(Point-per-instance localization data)
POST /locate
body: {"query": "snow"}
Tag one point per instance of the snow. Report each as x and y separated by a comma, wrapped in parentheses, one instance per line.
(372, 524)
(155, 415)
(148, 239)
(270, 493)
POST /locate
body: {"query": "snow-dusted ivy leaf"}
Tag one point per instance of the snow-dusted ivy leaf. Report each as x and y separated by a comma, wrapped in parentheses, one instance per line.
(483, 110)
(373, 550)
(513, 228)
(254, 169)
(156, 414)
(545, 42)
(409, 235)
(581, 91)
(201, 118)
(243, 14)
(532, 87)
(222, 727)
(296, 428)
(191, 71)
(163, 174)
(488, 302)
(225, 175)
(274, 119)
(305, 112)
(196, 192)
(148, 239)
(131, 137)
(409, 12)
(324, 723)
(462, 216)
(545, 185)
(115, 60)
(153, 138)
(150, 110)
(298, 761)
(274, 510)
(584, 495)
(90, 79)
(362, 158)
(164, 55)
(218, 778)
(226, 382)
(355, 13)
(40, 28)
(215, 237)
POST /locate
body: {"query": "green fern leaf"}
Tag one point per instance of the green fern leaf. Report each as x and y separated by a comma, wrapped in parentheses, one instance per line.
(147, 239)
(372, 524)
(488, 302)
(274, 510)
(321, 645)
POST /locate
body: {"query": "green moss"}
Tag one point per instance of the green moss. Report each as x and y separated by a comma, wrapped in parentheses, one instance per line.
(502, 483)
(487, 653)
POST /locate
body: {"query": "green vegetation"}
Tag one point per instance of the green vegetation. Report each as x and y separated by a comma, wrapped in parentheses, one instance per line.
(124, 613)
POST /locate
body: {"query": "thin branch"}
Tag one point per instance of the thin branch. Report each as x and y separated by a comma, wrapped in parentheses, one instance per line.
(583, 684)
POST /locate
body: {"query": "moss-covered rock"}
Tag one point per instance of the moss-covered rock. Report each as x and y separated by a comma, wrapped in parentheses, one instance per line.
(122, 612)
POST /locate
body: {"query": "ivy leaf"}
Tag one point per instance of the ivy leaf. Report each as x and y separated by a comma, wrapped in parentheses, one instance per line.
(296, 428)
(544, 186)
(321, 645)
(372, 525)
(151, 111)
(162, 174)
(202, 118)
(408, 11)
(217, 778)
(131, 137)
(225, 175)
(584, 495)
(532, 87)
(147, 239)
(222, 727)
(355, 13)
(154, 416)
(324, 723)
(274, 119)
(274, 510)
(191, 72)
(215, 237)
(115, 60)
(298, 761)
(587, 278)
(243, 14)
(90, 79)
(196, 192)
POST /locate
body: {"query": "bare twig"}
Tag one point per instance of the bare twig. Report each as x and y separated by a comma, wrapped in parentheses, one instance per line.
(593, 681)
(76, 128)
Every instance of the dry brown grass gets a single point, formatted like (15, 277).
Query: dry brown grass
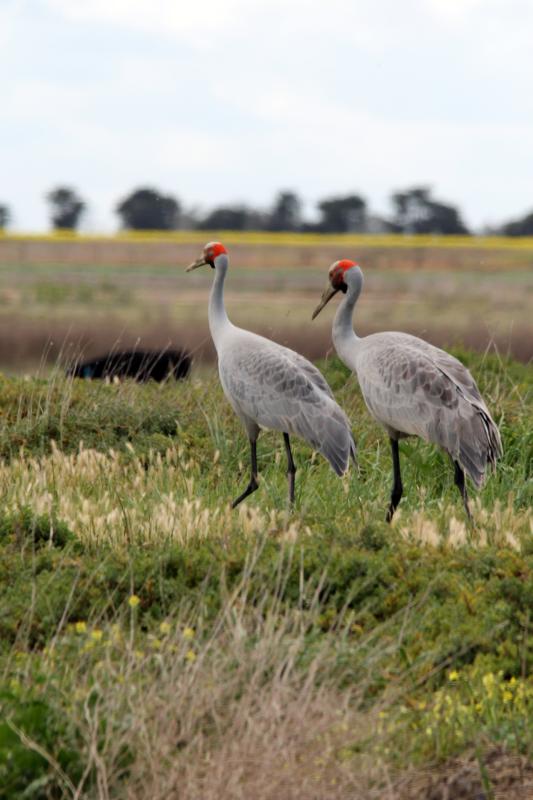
(64, 296)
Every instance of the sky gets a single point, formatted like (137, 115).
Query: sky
(230, 101)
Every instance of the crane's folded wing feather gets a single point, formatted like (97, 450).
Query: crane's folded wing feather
(423, 391)
(282, 391)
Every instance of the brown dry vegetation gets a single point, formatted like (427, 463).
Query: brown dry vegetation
(67, 297)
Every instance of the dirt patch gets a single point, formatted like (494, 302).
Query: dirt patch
(496, 776)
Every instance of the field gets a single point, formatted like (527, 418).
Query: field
(59, 296)
(156, 644)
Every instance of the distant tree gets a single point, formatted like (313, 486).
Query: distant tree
(519, 227)
(149, 210)
(232, 218)
(66, 208)
(415, 211)
(5, 216)
(342, 214)
(286, 214)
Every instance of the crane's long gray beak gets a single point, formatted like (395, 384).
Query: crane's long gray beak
(327, 294)
(200, 262)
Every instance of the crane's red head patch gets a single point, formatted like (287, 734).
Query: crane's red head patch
(212, 250)
(336, 273)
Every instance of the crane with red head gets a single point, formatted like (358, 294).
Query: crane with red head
(270, 386)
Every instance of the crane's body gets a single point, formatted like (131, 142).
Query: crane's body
(414, 389)
(270, 386)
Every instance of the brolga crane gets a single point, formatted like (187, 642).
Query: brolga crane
(270, 386)
(414, 389)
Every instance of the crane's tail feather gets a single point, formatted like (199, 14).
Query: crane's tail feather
(480, 446)
(338, 445)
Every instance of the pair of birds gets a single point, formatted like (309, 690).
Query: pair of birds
(411, 387)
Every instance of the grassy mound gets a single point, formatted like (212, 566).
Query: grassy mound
(156, 644)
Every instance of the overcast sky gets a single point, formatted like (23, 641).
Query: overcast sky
(220, 101)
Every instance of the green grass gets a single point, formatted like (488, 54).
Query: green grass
(152, 638)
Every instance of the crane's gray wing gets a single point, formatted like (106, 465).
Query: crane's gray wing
(415, 390)
(273, 389)
(314, 374)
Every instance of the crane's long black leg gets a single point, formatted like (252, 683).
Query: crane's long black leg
(252, 486)
(291, 467)
(397, 487)
(459, 480)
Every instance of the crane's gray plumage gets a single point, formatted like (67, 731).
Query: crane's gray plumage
(270, 386)
(414, 389)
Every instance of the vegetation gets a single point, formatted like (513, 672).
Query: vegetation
(157, 644)
(66, 208)
(414, 210)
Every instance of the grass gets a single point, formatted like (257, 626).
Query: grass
(477, 299)
(156, 644)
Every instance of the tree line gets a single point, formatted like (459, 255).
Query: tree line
(413, 210)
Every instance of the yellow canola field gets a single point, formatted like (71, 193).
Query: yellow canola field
(285, 239)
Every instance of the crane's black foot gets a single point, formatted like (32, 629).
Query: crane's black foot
(460, 482)
(290, 475)
(397, 487)
(252, 486)
(291, 468)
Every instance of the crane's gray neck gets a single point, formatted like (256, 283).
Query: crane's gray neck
(344, 336)
(218, 319)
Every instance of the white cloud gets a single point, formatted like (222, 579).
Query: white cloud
(232, 101)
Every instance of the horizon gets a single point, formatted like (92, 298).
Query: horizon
(222, 106)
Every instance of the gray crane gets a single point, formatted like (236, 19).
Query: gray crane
(270, 386)
(414, 389)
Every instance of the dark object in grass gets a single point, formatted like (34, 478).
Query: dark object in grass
(141, 365)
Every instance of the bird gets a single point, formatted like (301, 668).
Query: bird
(414, 389)
(270, 386)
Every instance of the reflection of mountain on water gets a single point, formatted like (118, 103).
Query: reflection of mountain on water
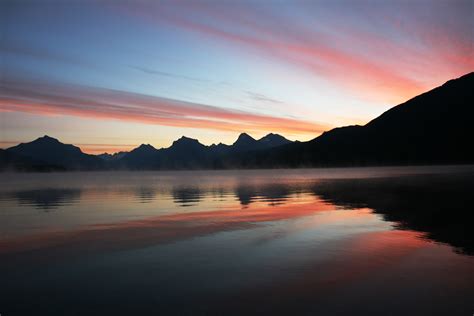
(47, 199)
(275, 194)
(145, 194)
(187, 196)
(440, 206)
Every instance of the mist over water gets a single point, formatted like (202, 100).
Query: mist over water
(349, 241)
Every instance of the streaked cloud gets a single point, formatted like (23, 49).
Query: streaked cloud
(98, 103)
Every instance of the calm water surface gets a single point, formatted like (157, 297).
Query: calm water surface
(360, 241)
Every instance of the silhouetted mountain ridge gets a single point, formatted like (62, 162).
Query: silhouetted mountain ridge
(432, 128)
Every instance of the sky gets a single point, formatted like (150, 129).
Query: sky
(110, 75)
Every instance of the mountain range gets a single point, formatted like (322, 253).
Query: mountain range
(433, 128)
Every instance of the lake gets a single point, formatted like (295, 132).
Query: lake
(354, 241)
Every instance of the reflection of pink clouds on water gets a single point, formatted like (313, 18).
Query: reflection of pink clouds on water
(166, 228)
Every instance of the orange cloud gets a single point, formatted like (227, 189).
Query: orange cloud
(50, 99)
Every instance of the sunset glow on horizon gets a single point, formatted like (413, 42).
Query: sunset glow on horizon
(108, 76)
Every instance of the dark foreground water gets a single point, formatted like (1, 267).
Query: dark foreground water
(380, 241)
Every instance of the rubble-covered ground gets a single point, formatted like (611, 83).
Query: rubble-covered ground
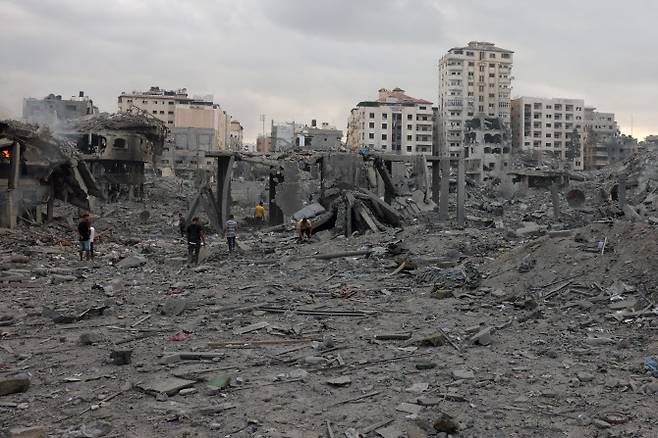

# Exercise
Transcribe every entry above exactly. Omit all pictures.

# Answer for the task
POST /locate
body: {"query": "snow"}
Tag one point per instance of the snow. Report each as x and y separated by a comma, wrapped in parentheses, one instance per line.
(372, 524)
(155, 415)
(148, 239)
(270, 493)
POST /locate
body: {"query": "snow-dusted ivy leaf"}
Tag one point per instance of the snow-dusted ivy leaf. Report each as x and y separated by a comma, wrapped in parentheses, one instance per line.
(483, 110)
(373, 550)
(513, 228)
(254, 169)
(156, 414)
(545, 42)
(409, 235)
(581, 91)
(201, 118)
(243, 14)
(532, 87)
(222, 727)
(296, 428)
(191, 71)
(163, 174)
(488, 302)
(225, 175)
(274, 119)
(305, 112)
(196, 192)
(148, 239)
(131, 137)
(409, 12)
(324, 723)
(462, 216)
(545, 185)
(115, 60)
(153, 138)
(150, 110)
(298, 761)
(274, 510)
(584, 495)
(90, 79)
(362, 158)
(164, 55)
(218, 778)
(226, 382)
(355, 13)
(40, 28)
(215, 237)
POST /locate
body: {"query": "green fern leaf"}
Tag one point per instance of the green fern leaf. Report each as x and y separated by a comma, wrapped in parentheses, one instance per line.
(147, 239)
(372, 524)
(488, 302)
(274, 510)
(321, 645)
POST /locate
body: {"query": "green moss"}
Tag one point per instance of the green moss. Report each as x and y separated by a comma, wrapped in parentheses, one instance per line.
(502, 483)
(487, 653)
POST /locate
body: {"query": "green vegetation"}
Tag one point per instance of the green vegetation. Report each as x and y separated by a comma, wrapped in parentheses, one instance per line.
(124, 613)
POST /locate
body: {"query": "thin branch"}
Tag one point per instance of the thin branch. Report each as x and y separated by a comma, wrapped in parentheses, one instance per line.
(583, 684)
POST /locate
body: {"query": "moss-covered rock"}
Tag one point per instance of the moss-covered rock. Report each as x and y separated by a comma, wrapped in parentheses, one instance per line.
(122, 612)
POST /locate
body: {"query": "ivy leaf"}
Tag one point per instance of the ivy leaf. Report each as x and y separated by a comma, wrapped in parentheses, one instance per line.
(296, 428)
(544, 186)
(321, 645)
(372, 525)
(151, 111)
(162, 174)
(202, 118)
(408, 11)
(217, 778)
(131, 137)
(225, 175)
(584, 495)
(532, 87)
(147, 239)
(222, 727)
(355, 13)
(154, 416)
(324, 723)
(274, 119)
(274, 510)
(191, 72)
(215, 237)
(115, 60)
(298, 761)
(587, 278)
(243, 14)
(90, 79)
(196, 192)
POST /locate
body: {"query": "bare twig"}
Tag one point per instance of the bare twig. Report each as x and y separated by a comma, wrapped in parentheses, one instance per line.
(593, 681)
(76, 128)
Every instance of the dry brown grass gets a single point, formatted like (15, 277).
Query: dry brown grass
(64, 296)
Every instance of the sky gets a single point, formatted like (137, 115).
Query: sky
(230, 101)
Every instance of the crane's folded wing feather gets a single point, formatted like (97, 450).
Query: crane's folded wing feather
(423, 391)
(282, 391)
Every instance of the brown dry vegetation gets a single point, formatted like (427, 463).
Query: brown dry vegetation
(67, 297)
Every instance of the dirt patch gets a single point, formatted like (494, 302).
Query: dirt patch
(496, 776)
Every instance of the field gets a single point, formatted like (527, 418).
Query: field
(59, 296)
(156, 644)
Every instance of the distant tree gets a single point, formatted like (313, 486).
Query: distant tree
(519, 227)
(149, 210)
(232, 218)
(66, 208)
(415, 211)
(5, 216)
(342, 214)
(286, 214)
Every instance of the crane's long gray beak gets a single point, formatted like (395, 384).
Query: crane's long gray beak
(327, 294)
(200, 262)
Every instance of the crane's red head patch gets a single point, formatted like (287, 734).
Query: crane's red head patch
(212, 250)
(336, 273)
Every instance of the crane with red head gets a single point, formatted like (358, 294).
Query: crane with red head
(270, 386)
Every instance of the crane's body gets a single point, formatted like (131, 142).
Query: crane's body
(414, 389)
(270, 386)
Every instance of the brolga crane gets a single point, formatted like (187, 642).
Query: brolga crane
(270, 386)
(414, 389)
Every instance of the crane's tail feather gets a single point, formatted like (199, 14).
Query: crane's tail feather
(480, 446)
(338, 445)
Every instance of the pair of birds gets a single point, formatted like (309, 690).
Query: pair of birds
(411, 387)
Every instance of the grassy mound gets a single point, formatted like (212, 566).
Query: grassy mound
(156, 644)
Every instance of the overcast sky gets a single point, formatted like (23, 641).
Query: overcast sky
(220, 101)
Every instance of the green grass gets a single point, formatted like (488, 54).
Query: green grass
(152, 638)
Every instance of the crane's gray wing gets a single point, formatted like (106, 465).
Query: crane's gray wing
(415, 390)
(273, 389)
(314, 374)
Every instance of the crane's long black leg gets a single point, formatted like (252, 683).
Query: crane's long black leg
(252, 486)
(291, 467)
(397, 487)
(459, 480)
Every instance of the crane's gray plumage gets a single point, formatted like (67, 731).
Query: crane's gray plumage
(270, 386)
(414, 389)
Every instance of the vegetation gets a single point, formatted like (513, 672).
Query: vegetation
(157, 644)
(66, 208)
(414, 210)
Every instance of the grass gets a single point, formatted like (257, 626).
Query: grass
(477, 299)
(156, 644)
Every instance of the tree line gets a single point, formatted like (459, 255).
Query: tree line
(413, 210)
Every instance of the yellow canola field gets a single point, formatted like (71, 193).
Query: yellow canola field
(285, 239)
Every instance of the crane's black foot gets a single point, formatted like (32, 629).
Query: crane's black foot
(460, 482)
(290, 475)
(397, 487)
(252, 486)
(291, 468)
Every instance of the crane's gray neck gets a single point, formatted like (256, 283).
Query: crane's gray neck
(344, 336)
(218, 319)
Every instance of the white cloud gets a single point, formatted like (222, 579).
Query: white cloud
(232, 101)
Every instance of the horizon gets a single point, formatted like (92, 298).
Query: horizon
(222, 106)
Every instance of the gray crane gets a single point, formatted like (236, 19).
Query: gray crane
(270, 386)
(414, 389)
Every instance of the dark object in grass gets a single point, formatted like (34, 478).
Query: dark object in grass
(141, 365)
Every instance of the bird gets a single point, formatted like (301, 668).
Query: bird
(414, 389)
(270, 386)
Every instance of the reflection of mountain on water gets a single point, formatted like (118, 103).
Query: reflection of mountain on water
(47, 199)
(275, 194)
(145, 194)
(187, 196)
(440, 206)
Every instance of the mist over water gets a single point, formatted like (202, 100).
Query: mist over water
(349, 241)
Every instance of the streaked cloud gets a single point, formatted like (23, 49).
Query: streaked cloud
(98, 103)
Every instance of the calm water surface gets a single point, formatted like (157, 297).
Query: calm water surface
(360, 241)
Every instance of the silhouetted mountain ridge gets a single point, formatted like (62, 162).
Query: silhouetted mountain ridge
(432, 128)
Every instance of the sky gets a single point, formatted like (150, 129).
Query: sky
(110, 75)
Every instance of the mountain range gets a single point, formatted like (322, 253).
Query: mountain range
(433, 128)
Every instance of the lake gets a single point, formatted like (295, 132).
Query: lake
(354, 241)
Every instance of the reflection of pink clouds on water gets a single point, formatted like (313, 18).
Query: reflection of pink clouds on water
(166, 228)
Every instance of the orange cloud gets a single point, formatted like (227, 189).
Query: orange cloud
(50, 99)
Every instance of the sunset glow on horizon gets a single point, formatted like (413, 42).
Query: sunset glow on horizon
(108, 76)
Every instance of the dark foreground water gets a single point, formatted like (1, 267).
Query: dark foreground water
(380, 241)
Every instance of the rubble-covered ground gets a single point, formatted like (611, 83).
Query: rubble-covered ground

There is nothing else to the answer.